This One Thing I Do
I am not the only one that wonders how life would have been different had I chosen a different vocation or direction in my life. It is not that I am not delighted to have been a pastor for 46 years. It is dynamic, challenging, fulfilling, and eternally rewarding. It was God’s call on my life and He has confirmed that repeatedly along the way. But, as I am now at the age that I do look back occasionally across a lifetime, I do wonder how things might have been different had I been a businessman, doctor, attorney, or some other vocation.
As a young man, so many things sounded exciting to me. However, it did not take long to rule out medicine, pharmacy, architecture, or engineer as a vocational choice. All of those fields and a host of others require that one is proficient in math. That is not my forte! I love to fly and would have enjoyed learning how to do that but, “uh-oh” is not good to hear from the pilot making an approach to land. And, I love to teach and have often wondered where I would be had I entered the field of academia. I just can’t see me in the regalia of a university or seminary for a lifetime. None of those are passions of mine now, but those fields and others are sometimes on my mind as I ponder “what might have been”.
Life demands that we make choices about a direction for our lives very early. Decisions must be made about life direction after high school (military, college, or apprentice), degree(s) or job training in a craft, career decision, marriage or single, and a host of other options that have to be settled fairly early in life. Once the choice is made, most of us will remain on that journey for all of our adult life. We cannot be divided or unsettled in what we choose or we will be continually restless. One finds fulfillment in doing what they love, and not in showing up to work for someone or some group that they have no interest in helping that entity to advance. We must be singular in our focus, settled in our decision, and steadfast in seeking to daily improve our performance. In the Kingdom, Jesus said, “Seek first the Kingdom of God….” That is the calling of every Christ-follower regardless of what direction we take for a life’s journey!
Nothing that is valuable is achieved without effort. Fritz Kreisler, the famous violinist, testified to this point when he said, “Narrow is the road that leads to the life of a violinist. Hour after hour, day after day and week after week, for years, I lived with my violin. There were so many things that I wanted to do that I had to leave undone; there were so many places I wanted to go that I had to miss if I was to master the violin. The road that I traveled was a narrow road and the way was hard.”
“When I was a boy, my father, a baker, introduced me to the wonders of song,” tenor Luciano Pavarotti relates. “He urged me to work very hard to develop my voice. Arrigo Pola, a professional tenor in my hometown of Modena, Italy, took me as a pupil. I also enrolled in a teachers college. On graduating, I asked my father, ‘Shall I be a teacher or a singer?’ “‘Luciano,’ my father replied, ‘if you try to sit on two chairs, you will fall between them. For life, you must choose one chair.’ “I chose one. It took seven years of study and frustration before I made my first professional appearance. It took another seven to reach the Metropolitan Opera. And now I think whether it’s laying bricks, writing a book–whatever we choose–we should give ourselves to it. Commitment, that’s the key. Choose one chair.” (Copied).

▶ _GIVEN MATERIAL_:
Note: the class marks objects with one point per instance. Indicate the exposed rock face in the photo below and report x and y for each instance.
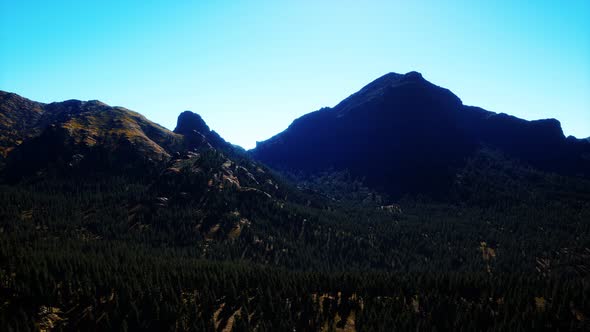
(36, 135)
(403, 134)
(197, 133)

▶ _EXERCISE DESCRIPTION_:
From the essay on choosing a vocation above, return everything from "This One Thing" down to "some other vocation.", copied word for word.

▶ _RESULT OF THE EXERCISE_:
This One Thing I Do
I am not the only one that wonders how life would have been different had I chosen a different vocation or direction in my life. It is not that I am not delighted to have been a pastor for 46 years. It is dynamic, challenging, fulfilling, and eternally rewarding. It was God’s call on my life and He has confirmed that repeatedly along the way. But, as I am now at the age that I do look back occasionally across a lifetime, I do wonder how things might have been different had I been a businessman, doctor, attorney, or some other vocation.